• **What is required**:
Find each line in the records that contains the word "beige" and copy those lines.

• **Record extracts**:
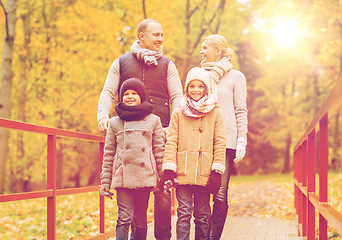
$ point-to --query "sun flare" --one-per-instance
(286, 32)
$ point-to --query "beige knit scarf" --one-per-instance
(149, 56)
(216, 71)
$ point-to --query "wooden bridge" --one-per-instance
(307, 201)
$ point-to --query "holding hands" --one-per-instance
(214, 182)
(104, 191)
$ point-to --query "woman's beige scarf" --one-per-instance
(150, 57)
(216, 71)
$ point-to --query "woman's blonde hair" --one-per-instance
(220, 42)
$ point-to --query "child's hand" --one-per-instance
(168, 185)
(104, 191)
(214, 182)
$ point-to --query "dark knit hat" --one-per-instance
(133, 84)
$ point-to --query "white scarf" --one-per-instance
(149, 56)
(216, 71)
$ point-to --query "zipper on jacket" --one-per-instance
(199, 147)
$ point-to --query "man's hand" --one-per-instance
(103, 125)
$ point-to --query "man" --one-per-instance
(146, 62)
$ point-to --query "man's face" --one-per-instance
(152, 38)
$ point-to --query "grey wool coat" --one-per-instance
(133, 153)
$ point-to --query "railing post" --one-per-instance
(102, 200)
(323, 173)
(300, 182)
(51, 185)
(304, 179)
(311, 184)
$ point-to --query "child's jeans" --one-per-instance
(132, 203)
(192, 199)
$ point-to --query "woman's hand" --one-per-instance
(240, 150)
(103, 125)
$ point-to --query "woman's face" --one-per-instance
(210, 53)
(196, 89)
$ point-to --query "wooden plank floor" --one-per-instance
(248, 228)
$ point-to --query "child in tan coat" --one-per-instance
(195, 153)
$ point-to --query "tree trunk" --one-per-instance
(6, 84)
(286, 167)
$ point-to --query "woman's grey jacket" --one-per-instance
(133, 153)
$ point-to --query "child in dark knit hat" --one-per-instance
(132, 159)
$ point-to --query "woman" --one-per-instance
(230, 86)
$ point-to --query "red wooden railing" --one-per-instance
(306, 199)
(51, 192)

...

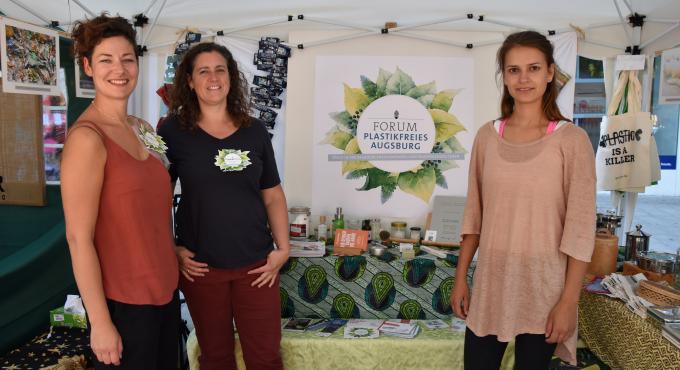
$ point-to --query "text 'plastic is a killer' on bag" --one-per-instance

==

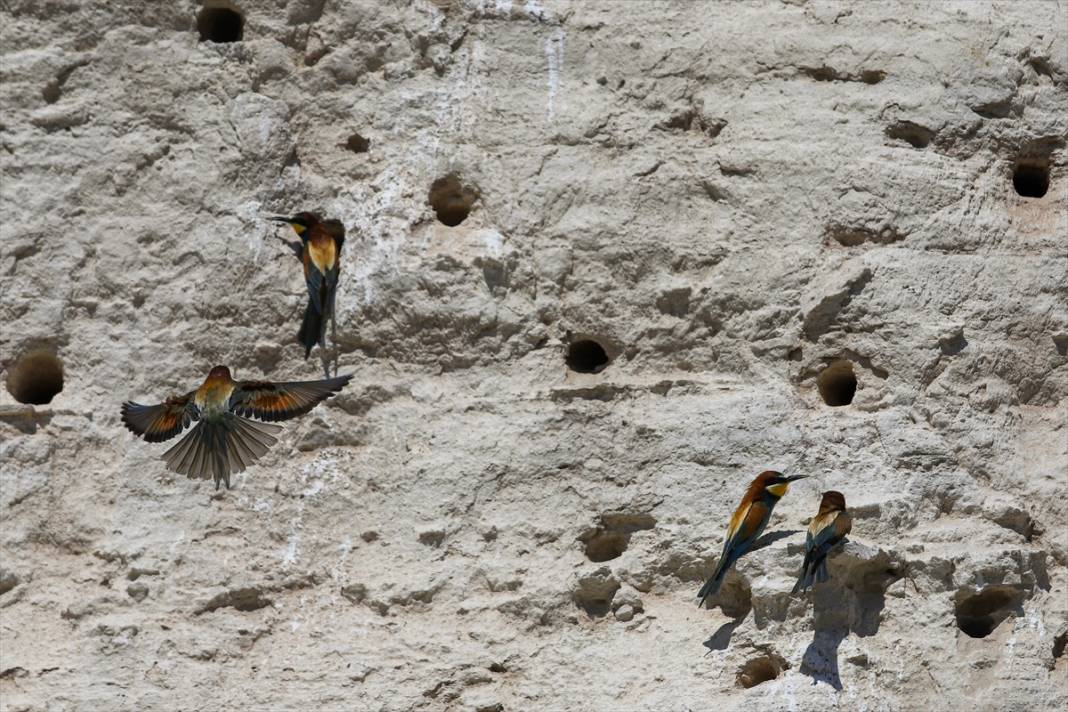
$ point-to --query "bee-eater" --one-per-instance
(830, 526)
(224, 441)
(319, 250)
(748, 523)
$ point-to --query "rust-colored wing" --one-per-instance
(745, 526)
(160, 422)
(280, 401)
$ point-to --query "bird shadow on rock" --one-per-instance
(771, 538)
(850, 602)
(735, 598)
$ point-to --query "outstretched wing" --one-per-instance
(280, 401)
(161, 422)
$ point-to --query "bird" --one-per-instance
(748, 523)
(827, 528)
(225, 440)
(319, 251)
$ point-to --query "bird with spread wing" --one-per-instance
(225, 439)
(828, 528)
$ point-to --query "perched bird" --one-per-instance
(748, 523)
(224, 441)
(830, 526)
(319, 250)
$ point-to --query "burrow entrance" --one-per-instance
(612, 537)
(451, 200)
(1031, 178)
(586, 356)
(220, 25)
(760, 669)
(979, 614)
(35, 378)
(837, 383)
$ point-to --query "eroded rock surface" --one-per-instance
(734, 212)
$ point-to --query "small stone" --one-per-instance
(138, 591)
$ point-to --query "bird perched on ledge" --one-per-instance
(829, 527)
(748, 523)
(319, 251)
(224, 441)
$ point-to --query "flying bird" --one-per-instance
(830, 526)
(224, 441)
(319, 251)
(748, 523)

• **Worked answer**:
$ point-to --query "beige knit scarf" --one-per-instance
$ point-to --query "woman's beige scarf" --one-per-instance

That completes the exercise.